··· SELECTED EXTRACT

In Europe, the approach to cannabis is changing. Many countries are beginning to soften their laws, moving from prohibitions to more open policies. The EMCDDA is observing these changes and plans to assist countries in making informed decisions. The goal is for cannabis policy to be based on solid evidence and data, not just views and stereotypes.

Malta and Luxembourg have already allowed home cultivation and personal use of cannabis, similar to the Netherlands, which is experimenting with a closed supply chain for coffee shops offering cannabis. Germany and the Czech Republic are also preparing to regulate recreational cannabis use.

What Does This Mean in Practice?

The EMCDDA intends to create special tools and resources to help countries formulate and evaluate their cannabis policies. This will be a “toolbox” full of information to help policymakers choose the best path. Whether it’s decriminalizing possession of cannabis for personal use or legalizing and controlling sales – each country will be able to tailor the policy to its needs, using the best available data.

What Are the Further Plans in the European Union?

The EMCDDA is working on building a robust database that will allow for precise tracking and analysis of cannabis-related trends. The agency wants policymakers to have access to current information that will help them make informed decisions. In the future, this means a better understanding of the impact of cannabis on society, public health, and the illegal drug market.

······
··· ENTRIES PROVIDED

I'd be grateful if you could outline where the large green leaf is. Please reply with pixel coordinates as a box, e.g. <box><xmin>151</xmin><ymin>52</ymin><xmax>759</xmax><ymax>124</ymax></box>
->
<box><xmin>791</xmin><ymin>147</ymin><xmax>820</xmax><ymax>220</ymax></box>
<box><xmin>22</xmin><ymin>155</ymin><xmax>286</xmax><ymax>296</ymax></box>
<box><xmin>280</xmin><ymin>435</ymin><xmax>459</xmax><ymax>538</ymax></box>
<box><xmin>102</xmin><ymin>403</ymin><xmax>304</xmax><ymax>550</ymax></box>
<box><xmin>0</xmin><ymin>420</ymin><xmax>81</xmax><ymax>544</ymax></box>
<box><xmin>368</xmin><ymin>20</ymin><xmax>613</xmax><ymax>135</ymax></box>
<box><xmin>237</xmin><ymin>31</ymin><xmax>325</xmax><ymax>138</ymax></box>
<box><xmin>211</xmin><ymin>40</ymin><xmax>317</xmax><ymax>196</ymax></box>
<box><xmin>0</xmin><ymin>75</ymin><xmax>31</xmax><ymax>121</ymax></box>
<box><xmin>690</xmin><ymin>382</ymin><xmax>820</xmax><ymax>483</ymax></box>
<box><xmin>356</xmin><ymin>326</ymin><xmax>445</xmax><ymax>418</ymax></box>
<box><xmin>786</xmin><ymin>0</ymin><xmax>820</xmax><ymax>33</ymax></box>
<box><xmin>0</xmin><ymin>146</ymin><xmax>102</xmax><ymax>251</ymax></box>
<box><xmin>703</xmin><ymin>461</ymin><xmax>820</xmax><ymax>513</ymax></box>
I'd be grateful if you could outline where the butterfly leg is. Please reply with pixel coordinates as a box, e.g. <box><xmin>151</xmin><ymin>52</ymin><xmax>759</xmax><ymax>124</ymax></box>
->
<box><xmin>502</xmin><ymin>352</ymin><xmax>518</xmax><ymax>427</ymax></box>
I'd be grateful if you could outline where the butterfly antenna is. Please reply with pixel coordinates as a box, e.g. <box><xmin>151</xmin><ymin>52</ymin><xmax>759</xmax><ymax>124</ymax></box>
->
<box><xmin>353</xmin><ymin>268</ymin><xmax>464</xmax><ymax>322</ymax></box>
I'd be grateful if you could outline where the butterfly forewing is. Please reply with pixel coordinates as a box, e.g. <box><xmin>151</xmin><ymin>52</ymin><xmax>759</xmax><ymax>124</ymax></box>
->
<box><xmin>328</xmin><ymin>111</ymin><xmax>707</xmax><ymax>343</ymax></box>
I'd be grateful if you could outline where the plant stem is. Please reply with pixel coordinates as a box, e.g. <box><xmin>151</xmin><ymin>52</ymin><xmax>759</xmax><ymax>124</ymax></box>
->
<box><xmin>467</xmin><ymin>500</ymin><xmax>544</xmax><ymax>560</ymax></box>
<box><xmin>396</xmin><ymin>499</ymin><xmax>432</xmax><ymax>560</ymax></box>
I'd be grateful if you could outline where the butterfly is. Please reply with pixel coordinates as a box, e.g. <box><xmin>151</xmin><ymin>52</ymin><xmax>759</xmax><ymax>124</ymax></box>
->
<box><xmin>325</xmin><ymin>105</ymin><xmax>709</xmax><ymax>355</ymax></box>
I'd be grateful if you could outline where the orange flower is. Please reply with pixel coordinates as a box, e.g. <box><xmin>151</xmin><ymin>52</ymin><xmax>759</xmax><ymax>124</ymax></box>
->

······

WHAT IS NEEDED:
Pick up the text on European cannabis policy after its final sentence and extend it with a few more paragraphs in the same plain style. The data is separate from the text on European cannabis policy and plays no part in what follows.

ANSWER FOR THIS EXERCISE:
What Does This All Mean for Cannabis Policy in the European Union?

Thanks to the work of the EMCDDA, European countries will have a solid foundation for shaping their cannabis policies. This is a step towards making more informed and thoughtful decisions. This could mean changes in how cannabis is treated in law – from legalization to more balanced regulations. All to ensure that policy is more adapted to the realities of the 21st century and does not rely on principles built decades ago when knowledge about cannabis was much more limited.

The EMCDDA’s work program for 2024-2026 is set to mark new directions for development and adaptation to the changing reality of drug law in the European Union. The transition to the European Drugs Agency (EUDA) opens new possibilities and challenges for the agency. With joint efforts, based on the solid foundations developed by the EMCDDA, the new agency has the potential to change the current EU drug policy activity, ensuring the safety and health of EU citizens. The agency is also to focus on developing new resources that will help in reducing cannabis-related harm and improving understanding of available treatment methods, including online assistance.

European Union Expanding Horizons of Psychedelic Policy

The EMCDDA/EUDA is also stepping up its efforts to spread knowledge about the medical use of controlled psychedelic substances in the European Union. Recently, the European Union took a significant step in this direction, granting €6.5 million for research on the use of psilocybin in palliative care. The European Medicines Agency (EMA) is also organizing a groundbreaking meeting titled “Towards a New EU Regulation on Psychedelics,” aimed at establishing regulatory guidelines for the development and therapeutic use of these substances in Europe. Rapid changes in this area require a better understanding of the effectiveness of these substances, potential harms, and appropriate policy responses.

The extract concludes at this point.